══ Exercise passage

Boyd Evans III of the lab's Measurement Science and Systems Engineering Division said that while cell replacement therapies can be effective, the challenge is to deliver a sufficient quantity of healthy cells.
"Regardless of the source of cells and the location of delivery, there is a great need to improve cell viability after the cells are transplanted. The vast majority of transplanted cells do not survive more than 24 hours regardless of their source," Evans said.
Studies have shown that merely implanting more cells does not necessarily increase the number that survive and differentiate into dopamine-producing, or viable, cells in Parkinson's models. The key is being able to deliver precise quantities of healthy cells to a targeted location.
This requires the ability to determine if the cells are viable upon delivery and the ability to make meaningful measurements. ORNL's proprietary instrumented cell delivery catheter allows physicians to do just that.
"Our approach consists of monitoring cells that are implanted using a catheter equipped with a fiber optic probe to perform fluorescence-based cytometric measurements on cells as they exit the port at the catheter tip," Evans said.
These measurements confirm that the cell is alive and provide indications of the cell's health.

════
══ Provided records

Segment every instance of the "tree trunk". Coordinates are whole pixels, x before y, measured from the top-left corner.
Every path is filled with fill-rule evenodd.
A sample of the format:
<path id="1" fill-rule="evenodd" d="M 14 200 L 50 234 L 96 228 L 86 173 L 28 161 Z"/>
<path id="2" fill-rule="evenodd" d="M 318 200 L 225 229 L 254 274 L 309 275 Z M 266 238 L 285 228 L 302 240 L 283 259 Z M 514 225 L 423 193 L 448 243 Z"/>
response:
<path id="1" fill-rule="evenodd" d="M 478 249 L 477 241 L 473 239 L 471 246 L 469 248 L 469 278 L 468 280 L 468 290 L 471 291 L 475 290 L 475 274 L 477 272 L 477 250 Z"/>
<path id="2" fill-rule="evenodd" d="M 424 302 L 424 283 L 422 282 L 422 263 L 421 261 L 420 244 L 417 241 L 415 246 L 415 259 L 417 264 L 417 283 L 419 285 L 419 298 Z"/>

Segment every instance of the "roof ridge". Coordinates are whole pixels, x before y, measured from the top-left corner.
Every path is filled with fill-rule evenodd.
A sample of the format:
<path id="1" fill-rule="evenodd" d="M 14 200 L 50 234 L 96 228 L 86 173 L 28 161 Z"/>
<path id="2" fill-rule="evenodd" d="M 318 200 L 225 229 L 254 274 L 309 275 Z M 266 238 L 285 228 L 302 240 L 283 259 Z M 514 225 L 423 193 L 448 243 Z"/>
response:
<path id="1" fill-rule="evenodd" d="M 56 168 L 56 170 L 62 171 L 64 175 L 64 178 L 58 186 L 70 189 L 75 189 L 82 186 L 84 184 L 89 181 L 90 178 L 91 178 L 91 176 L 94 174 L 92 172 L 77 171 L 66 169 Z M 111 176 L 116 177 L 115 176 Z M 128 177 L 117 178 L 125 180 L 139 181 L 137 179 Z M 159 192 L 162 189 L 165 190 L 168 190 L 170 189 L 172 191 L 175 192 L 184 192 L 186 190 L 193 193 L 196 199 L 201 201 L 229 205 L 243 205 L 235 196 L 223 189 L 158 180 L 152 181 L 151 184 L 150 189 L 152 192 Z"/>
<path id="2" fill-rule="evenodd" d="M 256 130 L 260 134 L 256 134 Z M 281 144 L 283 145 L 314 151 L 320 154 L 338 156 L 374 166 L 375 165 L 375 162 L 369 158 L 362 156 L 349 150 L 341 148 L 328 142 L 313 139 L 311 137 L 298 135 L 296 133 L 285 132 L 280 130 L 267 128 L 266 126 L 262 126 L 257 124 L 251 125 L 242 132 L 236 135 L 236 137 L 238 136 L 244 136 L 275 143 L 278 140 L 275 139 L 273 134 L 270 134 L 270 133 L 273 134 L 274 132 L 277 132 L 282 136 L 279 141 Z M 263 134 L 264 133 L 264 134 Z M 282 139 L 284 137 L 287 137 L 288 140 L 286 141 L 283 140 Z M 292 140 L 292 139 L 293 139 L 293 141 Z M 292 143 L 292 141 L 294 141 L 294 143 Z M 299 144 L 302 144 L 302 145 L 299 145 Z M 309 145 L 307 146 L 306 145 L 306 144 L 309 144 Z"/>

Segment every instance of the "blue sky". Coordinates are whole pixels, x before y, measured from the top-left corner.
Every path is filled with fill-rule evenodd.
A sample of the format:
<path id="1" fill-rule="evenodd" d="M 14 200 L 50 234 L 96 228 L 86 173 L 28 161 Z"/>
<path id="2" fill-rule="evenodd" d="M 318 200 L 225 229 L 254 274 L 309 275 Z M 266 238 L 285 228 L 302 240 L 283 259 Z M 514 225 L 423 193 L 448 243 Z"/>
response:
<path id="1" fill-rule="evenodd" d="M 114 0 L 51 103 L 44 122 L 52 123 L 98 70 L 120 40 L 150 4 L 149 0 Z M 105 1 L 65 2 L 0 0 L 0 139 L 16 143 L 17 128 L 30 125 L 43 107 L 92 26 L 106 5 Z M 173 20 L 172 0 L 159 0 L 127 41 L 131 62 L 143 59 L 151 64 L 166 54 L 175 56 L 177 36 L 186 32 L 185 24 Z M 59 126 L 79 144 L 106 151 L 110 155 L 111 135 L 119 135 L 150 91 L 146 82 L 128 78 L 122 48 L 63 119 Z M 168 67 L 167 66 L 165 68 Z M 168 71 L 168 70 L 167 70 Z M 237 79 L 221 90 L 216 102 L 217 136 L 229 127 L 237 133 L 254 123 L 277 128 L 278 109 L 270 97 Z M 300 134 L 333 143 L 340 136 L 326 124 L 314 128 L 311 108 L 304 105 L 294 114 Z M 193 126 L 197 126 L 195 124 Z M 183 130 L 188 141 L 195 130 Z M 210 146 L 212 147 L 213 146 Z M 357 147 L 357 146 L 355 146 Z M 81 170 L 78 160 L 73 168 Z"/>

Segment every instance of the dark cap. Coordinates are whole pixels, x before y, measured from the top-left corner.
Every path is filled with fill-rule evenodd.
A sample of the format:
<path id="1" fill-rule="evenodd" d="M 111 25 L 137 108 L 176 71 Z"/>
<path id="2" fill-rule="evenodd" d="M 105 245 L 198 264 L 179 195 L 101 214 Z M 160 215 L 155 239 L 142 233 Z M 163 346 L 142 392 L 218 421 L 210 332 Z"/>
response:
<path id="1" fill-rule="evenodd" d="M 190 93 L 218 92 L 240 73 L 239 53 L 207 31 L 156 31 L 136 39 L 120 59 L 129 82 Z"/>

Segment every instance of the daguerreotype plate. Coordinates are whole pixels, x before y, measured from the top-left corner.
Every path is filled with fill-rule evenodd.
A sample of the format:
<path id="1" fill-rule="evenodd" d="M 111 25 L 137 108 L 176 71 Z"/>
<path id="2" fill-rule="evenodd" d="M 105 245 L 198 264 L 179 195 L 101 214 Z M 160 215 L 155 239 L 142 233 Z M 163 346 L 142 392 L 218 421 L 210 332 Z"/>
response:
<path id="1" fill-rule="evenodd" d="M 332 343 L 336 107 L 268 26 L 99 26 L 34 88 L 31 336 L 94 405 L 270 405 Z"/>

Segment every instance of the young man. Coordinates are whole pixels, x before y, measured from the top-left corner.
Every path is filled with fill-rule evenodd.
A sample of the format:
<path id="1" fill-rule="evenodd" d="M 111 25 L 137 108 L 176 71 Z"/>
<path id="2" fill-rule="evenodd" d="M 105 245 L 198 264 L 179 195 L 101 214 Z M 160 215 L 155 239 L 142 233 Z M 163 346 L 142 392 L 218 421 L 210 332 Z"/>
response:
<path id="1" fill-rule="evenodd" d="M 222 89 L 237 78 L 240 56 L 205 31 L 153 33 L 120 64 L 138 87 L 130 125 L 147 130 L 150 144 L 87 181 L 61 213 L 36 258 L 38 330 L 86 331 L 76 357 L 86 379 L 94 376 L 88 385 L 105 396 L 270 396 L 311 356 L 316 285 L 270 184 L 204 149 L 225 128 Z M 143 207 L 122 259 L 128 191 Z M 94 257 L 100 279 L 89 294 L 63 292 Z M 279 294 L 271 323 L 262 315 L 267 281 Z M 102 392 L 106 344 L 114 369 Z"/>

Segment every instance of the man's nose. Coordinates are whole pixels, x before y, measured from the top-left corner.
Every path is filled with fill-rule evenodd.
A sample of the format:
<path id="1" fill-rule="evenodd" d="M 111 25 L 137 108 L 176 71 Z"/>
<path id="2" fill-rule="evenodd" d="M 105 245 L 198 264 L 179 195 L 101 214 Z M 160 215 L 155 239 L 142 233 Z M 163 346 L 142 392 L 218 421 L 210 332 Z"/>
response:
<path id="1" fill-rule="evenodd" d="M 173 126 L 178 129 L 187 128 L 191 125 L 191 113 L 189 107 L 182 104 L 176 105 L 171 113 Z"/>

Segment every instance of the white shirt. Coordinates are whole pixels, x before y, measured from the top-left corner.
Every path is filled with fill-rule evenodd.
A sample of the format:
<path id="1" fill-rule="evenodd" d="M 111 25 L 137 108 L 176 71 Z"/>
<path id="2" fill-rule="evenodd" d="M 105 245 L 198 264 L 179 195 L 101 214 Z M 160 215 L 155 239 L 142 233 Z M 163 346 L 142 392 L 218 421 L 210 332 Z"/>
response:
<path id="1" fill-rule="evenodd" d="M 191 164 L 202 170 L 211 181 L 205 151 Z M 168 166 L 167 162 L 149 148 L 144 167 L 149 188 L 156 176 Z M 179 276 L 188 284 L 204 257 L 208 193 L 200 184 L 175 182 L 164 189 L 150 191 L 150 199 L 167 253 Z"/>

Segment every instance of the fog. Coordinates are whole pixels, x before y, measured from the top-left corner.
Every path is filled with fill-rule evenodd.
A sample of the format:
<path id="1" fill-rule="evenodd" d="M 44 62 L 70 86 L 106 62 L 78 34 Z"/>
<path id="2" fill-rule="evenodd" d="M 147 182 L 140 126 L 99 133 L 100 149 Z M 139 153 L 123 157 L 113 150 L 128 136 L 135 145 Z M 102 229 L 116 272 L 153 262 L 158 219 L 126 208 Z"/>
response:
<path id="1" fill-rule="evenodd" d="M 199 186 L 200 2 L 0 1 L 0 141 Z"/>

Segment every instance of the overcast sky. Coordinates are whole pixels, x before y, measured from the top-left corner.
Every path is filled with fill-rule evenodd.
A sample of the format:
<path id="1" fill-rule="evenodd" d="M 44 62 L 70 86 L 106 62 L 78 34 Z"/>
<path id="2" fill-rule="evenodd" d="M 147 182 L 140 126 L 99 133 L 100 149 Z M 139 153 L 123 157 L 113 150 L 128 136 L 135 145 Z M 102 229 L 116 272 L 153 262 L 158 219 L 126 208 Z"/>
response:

════

:: About this task ::
Answer these questions about the text on cell delivery:
(a) In which division does Boyd Evans III work?
(b) How long do the vast majority of transplanted cells survive?
(c) What is the catheter equipped with to measure cells as they exit the port at its tip?

:: Answer to this exercise ::
(a) The Measurement Science and Systems Engineering Division.
(b) Not more than 24 hours, regardless of their source.
(c) A fiber optic probe that performs fluorescence-based cytometric measurements.